### What is being asked:
Set down every record below exactly as it stands, minus the pictures.

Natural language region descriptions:
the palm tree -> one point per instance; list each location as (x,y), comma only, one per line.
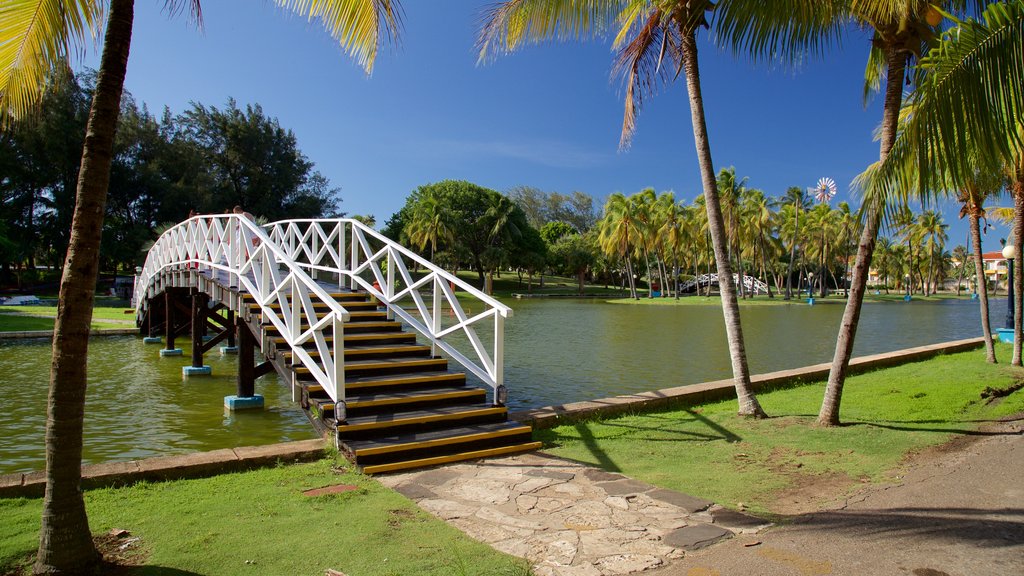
(46,31)
(901,30)
(794,197)
(966,122)
(617,232)
(657,42)
(933,232)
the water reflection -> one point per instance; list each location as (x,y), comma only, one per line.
(137,405)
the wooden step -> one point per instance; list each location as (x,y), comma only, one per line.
(435,460)
(397,381)
(385,366)
(413,400)
(361,427)
(366,450)
(389,351)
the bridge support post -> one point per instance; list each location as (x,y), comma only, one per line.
(151,329)
(169,348)
(199,312)
(231,347)
(247,398)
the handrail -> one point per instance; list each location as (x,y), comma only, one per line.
(348,249)
(235,249)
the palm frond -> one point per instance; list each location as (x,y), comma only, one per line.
(968,113)
(784,31)
(36,36)
(513,24)
(357,25)
(639,63)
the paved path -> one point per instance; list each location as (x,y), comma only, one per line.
(956,515)
(568,519)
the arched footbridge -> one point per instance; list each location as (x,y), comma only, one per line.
(371,337)
(751,284)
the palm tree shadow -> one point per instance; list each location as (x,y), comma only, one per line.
(604,460)
(160,571)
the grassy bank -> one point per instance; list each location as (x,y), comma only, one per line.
(260,523)
(764,300)
(16,319)
(709,452)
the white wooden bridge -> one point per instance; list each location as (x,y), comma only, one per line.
(327,302)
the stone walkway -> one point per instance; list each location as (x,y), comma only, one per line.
(567,519)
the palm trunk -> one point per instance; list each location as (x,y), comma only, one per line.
(749,405)
(65,540)
(979,268)
(828,414)
(793,253)
(1017,188)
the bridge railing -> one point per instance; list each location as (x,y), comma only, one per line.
(351,253)
(236,251)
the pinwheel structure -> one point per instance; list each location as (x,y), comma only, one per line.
(824,190)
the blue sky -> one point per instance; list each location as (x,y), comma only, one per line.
(547,117)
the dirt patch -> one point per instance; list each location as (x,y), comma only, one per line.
(121,551)
(809,493)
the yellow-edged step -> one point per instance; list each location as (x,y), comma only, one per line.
(430,418)
(426,444)
(378,468)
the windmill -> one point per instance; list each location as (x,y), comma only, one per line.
(824,190)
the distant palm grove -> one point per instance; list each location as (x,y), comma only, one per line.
(652,242)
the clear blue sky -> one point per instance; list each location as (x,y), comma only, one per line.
(546,117)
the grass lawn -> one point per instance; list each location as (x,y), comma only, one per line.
(16,319)
(764,300)
(260,523)
(708,451)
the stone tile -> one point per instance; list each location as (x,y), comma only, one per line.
(624,487)
(689,503)
(738,522)
(596,475)
(556,475)
(415,491)
(493,516)
(627,564)
(481,491)
(446,509)
(436,477)
(696,536)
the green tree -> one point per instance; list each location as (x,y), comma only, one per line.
(901,30)
(36,36)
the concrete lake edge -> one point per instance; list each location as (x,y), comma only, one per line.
(199,464)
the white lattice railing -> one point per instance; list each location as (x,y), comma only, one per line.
(236,251)
(349,252)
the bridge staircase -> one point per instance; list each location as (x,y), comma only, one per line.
(404,408)
(391,402)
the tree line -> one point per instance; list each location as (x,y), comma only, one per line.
(206,159)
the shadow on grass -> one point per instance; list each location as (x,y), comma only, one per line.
(160,571)
(984,528)
(601,457)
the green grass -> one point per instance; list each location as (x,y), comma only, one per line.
(763,299)
(708,451)
(16,319)
(260,523)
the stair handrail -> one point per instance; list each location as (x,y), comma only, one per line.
(341,246)
(236,250)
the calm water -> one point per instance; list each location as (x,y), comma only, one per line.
(568,351)
(137,404)
(556,352)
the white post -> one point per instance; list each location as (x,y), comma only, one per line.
(339,358)
(435,327)
(499,350)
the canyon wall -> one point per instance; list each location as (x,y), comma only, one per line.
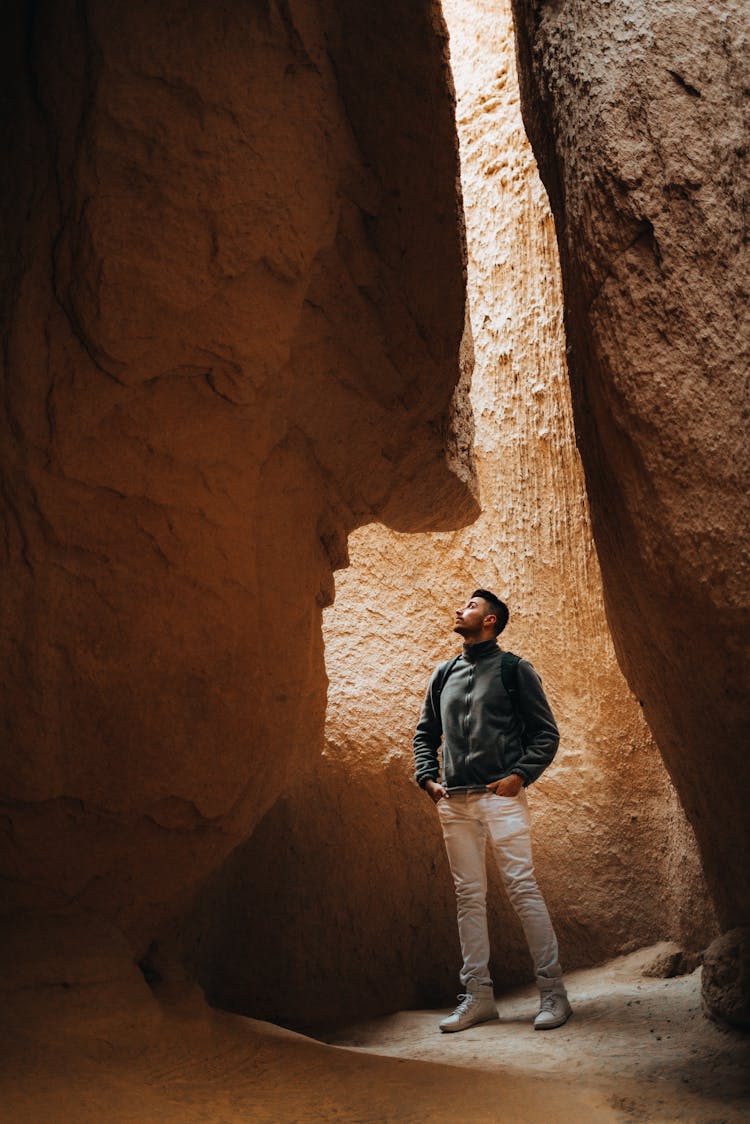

### Task solution:
the palm tree -> one point per instance; list each location as (x,y), comma only, one per line.
(46,31)
(901,30)
(794,197)
(966,122)
(617,232)
(657,42)
(933,232)
the water reflection -> one point per instance; list each location as (x,y), comma only, one per line.
(137,405)
the wooden step -> one point per instance; list each location as (x,y), comma only, one per line.
(435,460)
(397,381)
(385,366)
(413,400)
(361,427)
(366,450)
(389,351)
the bridge support post -> one point per instance; list each location as (x,y), comma only, one per line.
(151,329)
(169,348)
(199,312)
(231,347)
(247,398)
the handrail -> one point per instance; list each location as (x,y), comma only, one per line.
(348,249)
(235,249)
the palm frond -> one point per instance; list each location as (x,y), comma only, one per line.
(968,113)
(784,31)
(36,36)
(513,24)
(357,25)
(639,63)
the paved path -> one point per instance; list each location as (x,y), comma only, one per line.
(956,515)
(568,519)
the arched footbridge -> one point per instance; list each location as (x,y), comma only, one per line.
(371,337)
(751,284)
the palm tree shadow -> one point per instance; list each location as (x,y), comma only, one per line.
(604,460)
(160,571)
the grassy bank -> one point per instance; list each location as (x,y), comma only, one per line.
(260,523)
(764,300)
(16,319)
(709,452)
the white wooden bridge -> one point per instance; list each location as (x,y), comma only, one per line.
(327,302)
the stone walkway -> one point per instance; list each location as (x,y), comma only, one per line.
(567,519)
the palm trunk -> one point per instance; list each location as (x,y), comma only, one per line.
(749,405)
(65,540)
(979,268)
(828,414)
(793,253)
(1017,188)
the bridge railing -> one point per instance; list each location as (x,y), comma only, one per line.
(351,253)
(236,251)
the pinwheel structure -> one point per instance; list each location as (x,y), comma only, one per line.
(824,190)
the blue sky -> one point per instance; list each location as (x,y), comma only, one per line.
(547,117)
the dirt patch -> one point per instance; list each location as (x,y), comma only, one per line.
(121,551)
(809,493)
the yellow-edged step -> one point per instance; list each location as (x,y), comma only, one per line.
(430,418)
(426,444)
(378,468)
the windmill -> one point per instance; list each location as (x,y), comma only, one per line.
(824,190)
the distant palm grove -> one point per instance; list each location as (x,y), comma only, one per line.
(652,242)
the clear blue sky -> one point per instance; list each location as (x,y), comma only, one per line.
(546,117)
the grass lawn -> one point per instance; list each location as (x,y), comma only, one per line.
(16,319)
(764,300)
(260,523)
(708,451)
the stone tile -> one point per instance; list each location as (x,y), comma only, one per line.
(624,487)
(689,503)
(738,522)
(596,475)
(556,475)
(415,491)
(493,516)
(627,564)
(481,491)
(446,509)
(436,477)
(696,536)
the green tree -> one point per instance; list each location as (x,y), comma only, one per line.
(901,30)
(36,36)
the concrete lake edge -> one point per instance; list each location as (x,y), comma only, one per line.
(199,464)
the white lattice railing -> one point per instance; list each location as (x,y), comma only, one per line.
(236,251)
(349,252)
the bridge staircase -> one point per instance; list each location as (x,y), comma only, one per line.
(404,408)
(391,402)
the tree line -> one point per instance; list each location as (x,y), comma only, one per line.
(206,159)
the shadow on grass -> one point per instance; list each location as (x,y), comma only, one per line.
(160,571)
(984,528)
(601,457)
the green grass -> one point per instance; list each location as (x,y), comma only, one per line.
(763,299)
(708,451)
(16,319)
(260,523)
the stair handrail -> one point per instance; list each location as (x,y), comma only, one per line.
(341,246)
(236,250)
the calm water -> one point per instance; list each location as (x,y), comma only, one per line.
(568,351)
(137,404)
(556,352)
the white post -> one point per instance; list each location as (x,y), comma only, one per line.
(339,358)
(435,327)
(499,350)
the canyon wall -> one point per instance; list each location as (x,y), comma only, one per line.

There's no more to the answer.